DATASET ENTRIES:
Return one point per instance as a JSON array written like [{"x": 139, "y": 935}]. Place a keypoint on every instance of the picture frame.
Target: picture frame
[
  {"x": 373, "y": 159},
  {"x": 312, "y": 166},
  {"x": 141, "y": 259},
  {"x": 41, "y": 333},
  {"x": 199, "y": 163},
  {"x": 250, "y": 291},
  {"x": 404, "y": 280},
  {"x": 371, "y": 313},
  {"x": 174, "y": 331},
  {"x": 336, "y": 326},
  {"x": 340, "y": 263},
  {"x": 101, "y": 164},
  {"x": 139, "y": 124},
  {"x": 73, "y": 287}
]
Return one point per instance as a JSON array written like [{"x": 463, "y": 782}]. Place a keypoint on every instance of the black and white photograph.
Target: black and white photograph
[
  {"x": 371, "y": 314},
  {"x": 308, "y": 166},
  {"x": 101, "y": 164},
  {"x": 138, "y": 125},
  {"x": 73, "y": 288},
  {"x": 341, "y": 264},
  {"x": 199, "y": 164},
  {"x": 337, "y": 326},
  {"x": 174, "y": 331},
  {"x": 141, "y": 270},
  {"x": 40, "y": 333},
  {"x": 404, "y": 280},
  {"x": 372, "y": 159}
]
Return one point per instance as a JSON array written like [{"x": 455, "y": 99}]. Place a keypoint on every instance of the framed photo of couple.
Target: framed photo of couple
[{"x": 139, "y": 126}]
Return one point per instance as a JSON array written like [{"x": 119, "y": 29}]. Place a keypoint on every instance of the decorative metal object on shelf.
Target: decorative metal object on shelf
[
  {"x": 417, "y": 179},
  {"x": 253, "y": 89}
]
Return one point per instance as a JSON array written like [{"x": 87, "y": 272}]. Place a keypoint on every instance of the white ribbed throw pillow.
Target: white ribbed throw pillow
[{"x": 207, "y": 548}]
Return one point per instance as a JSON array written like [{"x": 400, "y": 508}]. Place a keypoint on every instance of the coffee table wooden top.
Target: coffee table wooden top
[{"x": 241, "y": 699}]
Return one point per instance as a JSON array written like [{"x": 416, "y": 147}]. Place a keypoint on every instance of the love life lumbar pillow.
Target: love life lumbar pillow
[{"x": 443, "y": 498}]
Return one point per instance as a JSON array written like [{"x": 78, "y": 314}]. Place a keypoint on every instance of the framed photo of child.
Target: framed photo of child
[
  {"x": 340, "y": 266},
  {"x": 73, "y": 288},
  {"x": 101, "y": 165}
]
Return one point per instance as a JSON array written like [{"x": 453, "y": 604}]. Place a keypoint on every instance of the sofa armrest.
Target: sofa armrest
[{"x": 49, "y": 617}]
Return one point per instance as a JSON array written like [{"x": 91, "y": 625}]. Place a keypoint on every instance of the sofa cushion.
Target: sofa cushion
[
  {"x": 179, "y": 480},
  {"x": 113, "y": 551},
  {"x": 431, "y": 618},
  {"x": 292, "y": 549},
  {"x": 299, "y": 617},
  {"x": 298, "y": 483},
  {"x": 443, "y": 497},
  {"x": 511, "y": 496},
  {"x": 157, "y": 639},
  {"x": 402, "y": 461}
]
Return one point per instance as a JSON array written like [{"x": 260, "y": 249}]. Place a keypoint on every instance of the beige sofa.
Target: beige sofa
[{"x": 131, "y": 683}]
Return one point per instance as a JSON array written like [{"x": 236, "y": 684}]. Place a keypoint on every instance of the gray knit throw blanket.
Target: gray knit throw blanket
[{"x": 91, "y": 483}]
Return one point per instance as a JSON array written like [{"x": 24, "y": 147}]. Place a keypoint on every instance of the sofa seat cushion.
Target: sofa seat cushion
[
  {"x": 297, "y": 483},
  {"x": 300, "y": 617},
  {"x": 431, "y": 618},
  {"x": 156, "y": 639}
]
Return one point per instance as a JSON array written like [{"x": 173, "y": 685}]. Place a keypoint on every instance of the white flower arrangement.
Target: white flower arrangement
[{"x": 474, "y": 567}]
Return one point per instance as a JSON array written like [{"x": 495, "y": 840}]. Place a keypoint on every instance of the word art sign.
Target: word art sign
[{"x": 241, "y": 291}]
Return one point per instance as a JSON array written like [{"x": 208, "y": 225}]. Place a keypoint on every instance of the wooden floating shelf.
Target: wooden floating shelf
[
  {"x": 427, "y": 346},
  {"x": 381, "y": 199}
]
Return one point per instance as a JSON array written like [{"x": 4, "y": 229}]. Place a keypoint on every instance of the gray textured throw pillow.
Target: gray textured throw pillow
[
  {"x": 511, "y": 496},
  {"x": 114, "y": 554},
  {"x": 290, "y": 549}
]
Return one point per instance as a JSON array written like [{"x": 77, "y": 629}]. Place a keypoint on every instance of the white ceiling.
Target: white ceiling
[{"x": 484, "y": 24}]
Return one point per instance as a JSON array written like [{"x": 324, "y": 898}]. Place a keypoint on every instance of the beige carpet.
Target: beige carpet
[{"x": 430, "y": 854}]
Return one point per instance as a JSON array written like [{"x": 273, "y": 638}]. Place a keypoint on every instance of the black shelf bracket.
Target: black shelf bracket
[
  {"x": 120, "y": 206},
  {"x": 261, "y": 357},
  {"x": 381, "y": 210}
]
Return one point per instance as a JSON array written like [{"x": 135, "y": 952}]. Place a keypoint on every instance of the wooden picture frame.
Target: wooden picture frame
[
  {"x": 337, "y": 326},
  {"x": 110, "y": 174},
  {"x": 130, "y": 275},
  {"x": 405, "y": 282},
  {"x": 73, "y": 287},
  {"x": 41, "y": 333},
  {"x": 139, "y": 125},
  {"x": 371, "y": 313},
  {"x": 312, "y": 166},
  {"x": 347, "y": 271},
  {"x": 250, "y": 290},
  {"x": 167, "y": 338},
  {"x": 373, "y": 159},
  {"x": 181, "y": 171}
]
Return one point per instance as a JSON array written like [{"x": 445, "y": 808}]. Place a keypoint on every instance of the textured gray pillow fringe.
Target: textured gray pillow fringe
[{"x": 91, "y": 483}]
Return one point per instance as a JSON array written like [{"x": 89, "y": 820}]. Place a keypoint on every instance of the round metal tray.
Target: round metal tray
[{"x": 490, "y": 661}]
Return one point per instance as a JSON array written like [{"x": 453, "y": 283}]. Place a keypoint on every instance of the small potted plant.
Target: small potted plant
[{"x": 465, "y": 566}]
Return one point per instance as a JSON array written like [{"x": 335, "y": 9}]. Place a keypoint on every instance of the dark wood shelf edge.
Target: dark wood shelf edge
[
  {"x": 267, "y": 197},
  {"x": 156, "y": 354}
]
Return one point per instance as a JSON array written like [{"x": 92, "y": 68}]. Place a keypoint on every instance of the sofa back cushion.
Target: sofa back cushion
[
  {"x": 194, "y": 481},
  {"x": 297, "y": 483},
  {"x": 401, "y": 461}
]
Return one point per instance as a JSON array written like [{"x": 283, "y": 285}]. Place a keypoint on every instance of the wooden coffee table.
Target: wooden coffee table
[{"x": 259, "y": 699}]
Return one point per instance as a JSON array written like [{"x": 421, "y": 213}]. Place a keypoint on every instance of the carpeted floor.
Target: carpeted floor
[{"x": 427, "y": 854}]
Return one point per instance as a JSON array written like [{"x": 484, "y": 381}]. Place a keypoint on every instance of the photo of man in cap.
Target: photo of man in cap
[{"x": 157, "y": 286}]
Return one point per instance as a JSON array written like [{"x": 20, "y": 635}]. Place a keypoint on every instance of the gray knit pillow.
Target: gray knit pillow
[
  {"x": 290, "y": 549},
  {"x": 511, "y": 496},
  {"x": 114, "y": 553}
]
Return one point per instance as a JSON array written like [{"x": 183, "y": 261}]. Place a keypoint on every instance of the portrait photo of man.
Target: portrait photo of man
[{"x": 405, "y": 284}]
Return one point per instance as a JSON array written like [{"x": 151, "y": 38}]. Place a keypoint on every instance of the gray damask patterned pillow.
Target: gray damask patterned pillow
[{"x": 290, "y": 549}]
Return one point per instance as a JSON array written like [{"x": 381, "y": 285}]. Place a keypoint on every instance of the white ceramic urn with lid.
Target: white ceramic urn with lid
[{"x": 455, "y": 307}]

TASK REQUIREMENTS: Only the lines from the one containing "wooden coffee table." to the end of the listing belong in the output, each reproduced exactly.

WRITTEN SOLUTION:
Return one point per instance as a JSON array written like [{"x": 283, "y": 285}]. Place a keypoint on every instance of the wooden coffee table.
Target: wooden coffee table
[{"x": 259, "y": 699}]
Return one point per instance as a JSON array written like [{"x": 421, "y": 213}]. Place a keypoint on every instance of the carpeted floor.
Target: carpeted floor
[{"x": 427, "y": 854}]
Return one point per instance as a JSON array written like [{"x": 484, "y": 381}]. Place a keypoint on every instance of the photo of man in cap.
Target: photo of man in cap
[{"x": 157, "y": 286}]
Return one point per instance as a JSON array written like [{"x": 20, "y": 635}]. Place a keypoint on every instance of the gray knit pillow.
Target: gray knit pillow
[
  {"x": 290, "y": 549},
  {"x": 511, "y": 496},
  {"x": 114, "y": 553}
]
Return one point per instance as a JSON array written like [{"x": 183, "y": 261}]. Place a keypoint on every instance of the portrait photo of man.
Target: portrait photo of man
[{"x": 405, "y": 284}]
Return one point per instance as a JSON array written like [{"x": 151, "y": 38}]. Place a keypoint on every instance of the gray damask patterned pillow.
Target: gray damask patterned pillow
[{"x": 290, "y": 549}]
Return one point per instance as a JSON array written like [{"x": 381, "y": 285}]. Place a keypoint on every instance of the white ceramic urn with lid.
Target: white ceramic urn with lid
[{"x": 455, "y": 307}]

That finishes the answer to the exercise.